Text passage ->
===

As you can tell, the linear model does not have enough capacity. Although it does approximate the general positive trend between \(y\) and most of the range of \(x\)-values, its in-sample error is the largest of all. Compared to the rest of the models, we say that this polynomial underfits the data. This means that we could increase a more complex model producing lower \(E_{in}\) and \(E_{out}\).

The quadratic model does a slightly better job than the linear model, but still misses the sigmoidal shape of the signal. Compared to the more flexibile polynomials, we can also say that this model is underfitting.

Interestingly, the polynomials of degrees 3, 4, and 5 are able to approximate most of the overall shape of the target model. And at least visually, we can tell that the cubic polynomial is the model with an “okayfit”.

In turn, the degree-9 polynomial, while it does a terrific job of passing through all the in-sample points, it is too wiggly. Formally, we say that this model is too flexible.

To facilitate the comparison between in-sample error versus out-of-sample error, we graph them as error curves along their level complexity in terms of the polynomial degree.

As you might suspect, selecting the 9-order polynomial out of all nine models because it is the one that has perfect in-sample prediction is not the best decision. Compared to the rest of the models, we say that the 9-order regression model overfits the data. And so do the 8-order and 7-order polynomial to a lesser extent. Overfitting means that an attractively small \(E_{in}\) value is no longer a good indicator of a model’s out-of-sample performance.

### 11.2.2 More learning sets

Having the “view of the gods”, we can easily see how wiggly the 9-degree polynomial model is compared to the true signal. It is not hard to imagine that a different learning set of 10 points following the same target distribution, will result in completely different 9-order polynomials. This situation is illustrated in the following diagram, in which three new learning sets of size \(n = 10\) have been generated, each with the fitted class of polynomial.

Notice again the high flexibility of the high-order polynomials, namely those of degree 7, 8 and 9. Because each learning set contains 10 points, all the 9-order polynomials fit them perfectly. However, they all show an extremely volatile behavior. In contrast, the low-order polynomials, namely the linear, the quadratic and the cubic models are much more stable.

### 11.2.3 When does overfitting occur?

Simply put, overfitting happens when we fit the data more than is necessary. More formally, overfitting is the phenomenon when we choose the model with smaller \(E_{in}\), and it turns out in bigger \(E_{out}\). This implies that the in-sample error \(E_{in}\), in and of itself, is no longer a good indicator for the chosen model’s generalization power when predicting out-of-sample data.

===

Set problem 1 -> Please decide whether each statement agrees with the overfitting passage, answering yes or no and quoting the words that settle it: (a) The quadratic model captures the sigmoidal shape of the signal. (b) The linear model has the largest in-sample error of all the models. (c) Each of the new learning sets contains 10 points.
Set problem 2 -> In the overfitting passage, which polynomial degrees approximate most of the overall shape of the target model?
Set problem 3 -> Continue the passage on overfitting from the point where it stops.
The material after this point comes from a separate source.

Collected data ->
===

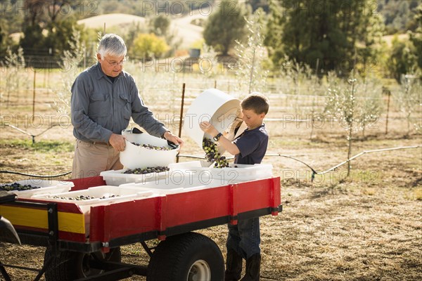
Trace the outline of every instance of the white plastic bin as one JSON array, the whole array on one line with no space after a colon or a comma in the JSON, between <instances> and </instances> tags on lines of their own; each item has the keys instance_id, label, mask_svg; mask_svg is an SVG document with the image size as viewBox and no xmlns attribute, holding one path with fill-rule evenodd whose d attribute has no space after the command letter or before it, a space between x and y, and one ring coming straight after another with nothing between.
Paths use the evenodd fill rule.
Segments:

===

Exercise output 1 ->
(a) No: "still misses the sigmoidal shape of the signal"
(b) Yes: "its in-sample error is the largest of all"
(c) Yes: "Because each learning set contains 10 points"

Exercise output 2 -> Degrees 3, 4, and 5.

Exercise output 3 ->
What about underfitting? This occurs with models that perform poorly on unseen data because of their little capacity or flexibility. Under-fit models are not of the right class, and they suffer from large bias. In practice, of course, it is generally impossible to know the true class of model for the target function. How can we really know that \(f(x)\) is a cubic model, or that it is polynomial of a certain degree? Well, we can’t. However, we can get an idea of the complexity of our hypothesis models. In general, low complexity models tend to be biased, and viceversa, with more complex models the amount of bias decreases.

The important thing, at least in theory, is that if none of the proposed hypothesized models contain the truth, they will be biased. Keep in mind that the amount of bias does not depend on the size of the in-sample set. This means that increasing the number of learning points won’t give you a better chance to approximate \(f()\).

The thing that does depend on the number of learning points is the variance of the model. As \(n\) increases, large-capacity models will experience a reduction in variability, and their higher flexibility tends to become an advantage.

There is nothing remarkable about polynomials here. All of the same comments and remarks apply to other flexible classes of models, such as non-parametric regression models (e.g. kernel models), k-nearest neighbors, locally weighted regressions, dimension reduction techniques, penalized models, etc.

## 11.3 In Summary

We have three characteristic situations:

Underfitting: when the model has limited learning capacity, and gets only the “general ideal”.

Overfitting: when the model shows good performance in-sample, but when applied to out-of-sample data, it performs poorly.

Okayfitting: when the model reaches the “ritgh amount” of learning capacity, with good performance both in-sample as well as out-of-sample.

Overfitting is not just “bad generalization”, it is more complex than that. Think of overfitting as a phenomenon or process in which as the complexity or flexibility of the model increases, the in-sample error decreases while the out-of-sample error increases. The trick is to find the sweet spot of adequate complexity such that both in-sample and out-of-sample errors have an okay low performance, as depicted in the following diagram.